## TASK STATEMENT
Repeat what the lines below say, word for word, and skip every image.

## DATA IN THIS EXERCISE
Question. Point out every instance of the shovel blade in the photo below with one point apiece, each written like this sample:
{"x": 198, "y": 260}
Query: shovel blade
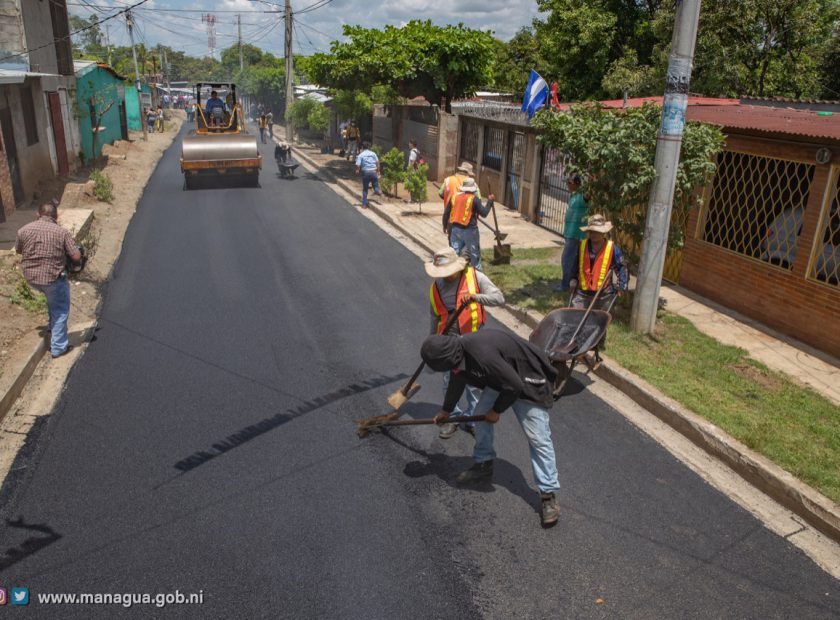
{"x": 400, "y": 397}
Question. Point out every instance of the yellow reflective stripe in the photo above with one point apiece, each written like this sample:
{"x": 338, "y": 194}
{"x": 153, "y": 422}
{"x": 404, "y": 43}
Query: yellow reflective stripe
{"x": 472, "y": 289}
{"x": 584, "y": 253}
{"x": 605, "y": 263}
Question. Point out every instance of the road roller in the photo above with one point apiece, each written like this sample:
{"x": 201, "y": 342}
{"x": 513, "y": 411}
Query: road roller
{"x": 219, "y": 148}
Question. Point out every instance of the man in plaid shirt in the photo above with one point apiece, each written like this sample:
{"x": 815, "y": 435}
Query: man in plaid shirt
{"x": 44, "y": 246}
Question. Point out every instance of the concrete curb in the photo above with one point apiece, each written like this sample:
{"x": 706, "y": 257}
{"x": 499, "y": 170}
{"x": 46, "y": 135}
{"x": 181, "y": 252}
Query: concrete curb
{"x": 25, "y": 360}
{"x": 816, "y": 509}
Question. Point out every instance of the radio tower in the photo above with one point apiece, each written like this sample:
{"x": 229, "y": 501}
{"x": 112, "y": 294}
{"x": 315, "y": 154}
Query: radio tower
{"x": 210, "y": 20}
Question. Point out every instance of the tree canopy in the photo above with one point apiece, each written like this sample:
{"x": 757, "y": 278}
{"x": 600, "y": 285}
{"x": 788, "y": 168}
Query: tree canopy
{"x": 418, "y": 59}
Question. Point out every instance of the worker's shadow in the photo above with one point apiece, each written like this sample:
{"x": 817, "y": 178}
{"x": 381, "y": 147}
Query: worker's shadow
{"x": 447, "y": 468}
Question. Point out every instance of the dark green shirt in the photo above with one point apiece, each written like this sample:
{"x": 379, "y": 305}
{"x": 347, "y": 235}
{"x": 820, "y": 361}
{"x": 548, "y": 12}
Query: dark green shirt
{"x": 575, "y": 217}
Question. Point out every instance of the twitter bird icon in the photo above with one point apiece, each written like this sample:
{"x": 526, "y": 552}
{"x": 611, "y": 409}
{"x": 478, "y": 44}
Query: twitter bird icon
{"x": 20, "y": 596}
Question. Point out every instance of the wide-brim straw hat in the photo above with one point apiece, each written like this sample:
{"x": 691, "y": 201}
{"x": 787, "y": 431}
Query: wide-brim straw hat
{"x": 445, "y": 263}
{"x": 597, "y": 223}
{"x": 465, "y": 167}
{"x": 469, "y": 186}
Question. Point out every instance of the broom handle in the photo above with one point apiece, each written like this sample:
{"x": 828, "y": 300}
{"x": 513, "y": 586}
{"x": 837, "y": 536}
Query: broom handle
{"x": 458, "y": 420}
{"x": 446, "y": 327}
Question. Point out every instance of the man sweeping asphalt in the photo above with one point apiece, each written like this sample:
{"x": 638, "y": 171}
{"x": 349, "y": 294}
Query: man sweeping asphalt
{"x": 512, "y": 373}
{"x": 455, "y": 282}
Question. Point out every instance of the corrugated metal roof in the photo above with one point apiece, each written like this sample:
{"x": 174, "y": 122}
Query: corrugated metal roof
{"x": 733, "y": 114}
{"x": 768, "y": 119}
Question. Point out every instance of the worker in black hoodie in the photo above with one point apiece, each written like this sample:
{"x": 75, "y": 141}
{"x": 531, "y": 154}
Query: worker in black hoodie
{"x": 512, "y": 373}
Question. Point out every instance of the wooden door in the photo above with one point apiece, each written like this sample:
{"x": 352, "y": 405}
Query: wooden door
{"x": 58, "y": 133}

## WRITTEN SOLUTION
Question. Point out every instance of the shovel blade in the photo below with one point apiece, each written like this sample:
{"x": 198, "y": 260}
Query: shovel blade
{"x": 400, "y": 397}
Question. Point out every instance of the yellow reflective stripe in the photo above with one point apiece, each written like this sample:
{"x": 338, "y": 194}
{"x": 153, "y": 422}
{"x": 404, "y": 43}
Query: yellow reflective stripe
{"x": 472, "y": 289}
{"x": 584, "y": 253}
{"x": 605, "y": 263}
Question. Point out every instance of the road roller in the photo above with one point apiece, each written like this sample:
{"x": 201, "y": 342}
{"x": 513, "y": 411}
Query: road roller
{"x": 219, "y": 148}
Question. Point out every instance of the man in plaid shirt in the photo above with one point apiece, each written like this sample:
{"x": 815, "y": 435}
Query: man in plaid shirt
{"x": 44, "y": 246}
Question. Point out every instance of the concrete curb in the photo above with one point apiece, each written like this sample:
{"x": 706, "y": 257}
{"x": 499, "y": 170}
{"x": 46, "y": 135}
{"x": 181, "y": 252}
Query: concrete curb
{"x": 25, "y": 360}
{"x": 816, "y": 509}
Question. Point out every instance of the radio tower in the photo above with one point apiece, each written like this sample:
{"x": 229, "y": 501}
{"x": 112, "y": 294}
{"x": 315, "y": 154}
Query: radio tower
{"x": 210, "y": 20}
Question. Point out every instance of the tree canopy in the photo above with one point apiece, each written like this sample:
{"x": 757, "y": 278}
{"x": 600, "y": 285}
{"x": 788, "y": 168}
Query: tree canopy
{"x": 418, "y": 59}
Question. Point out every instance of the worker's shadow in the photo above with one point apiece, each written like this sample:
{"x": 817, "y": 178}
{"x": 381, "y": 147}
Query: worker's shadow
{"x": 447, "y": 468}
Question. Point out every instance of the dark green shirt in the photo above with one point apiece, each written like this sample:
{"x": 379, "y": 305}
{"x": 347, "y": 235}
{"x": 820, "y": 361}
{"x": 548, "y": 12}
Query: dark green shirt
{"x": 575, "y": 217}
Question. Point out every instance of the twitter bird icon in the photo above with one point apiece, each written like this sample:
{"x": 526, "y": 552}
{"x": 611, "y": 409}
{"x": 478, "y": 44}
Query: twitter bird icon
{"x": 20, "y": 596}
Question. Point out every instance of the wide-brim straw hat in the photo above with one point apiece, each written like this sample:
{"x": 691, "y": 201}
{"x": 787, "y": 431}
Query: wide-brim straw hat
{"x": 445, "y": 263}
{"x": 597, "y": 223}
{"x": 465, "y": 167}
{"x": 469, "y": 186}
Question. Point out every instance of the broom handle in the photo above with one point apiece, each written like this sample:
{"x": 828, "y": 300}
{"x": 513, "y": 586}
{"x": 837, "y": 536}
Query: broom handle
{"x": 458, "y": 420}
{"x": 446, "y": 327}
Question. Point out every instance of the man sweeping asphalt in the photo above with one point apiece, each written like this sample:
{"x": 638, "y": 171}
{"x": 349, "y": 294}
Query: man sweeping asphalt
{"x": 512, "y": 373}
{"x": 455, "y": 282}
Question. Point out every instance of the corrugated metal roof in the photo above with one point apiece, each written like this sample:
{"x": 174, "y": 122}
Query: corrugated metal roof
{"x": 733, "y": 114}
{"x": 768, "y": 119}
Question. Point out every instance of the worker in black hoodie in the photo above with one point apiece, each written like this sample:
{"x": 75, "y": 141}
{"x": 531, "y": 154}
Query: worker in black hoodie
{"x": 512, "y": 373}
Question. Point out every instance of the wooden door in the photo above with one point apiece, each written like this sample:
{"x": 352, "y": 405}
Query: wooden door
{"x": 58, "y": 133}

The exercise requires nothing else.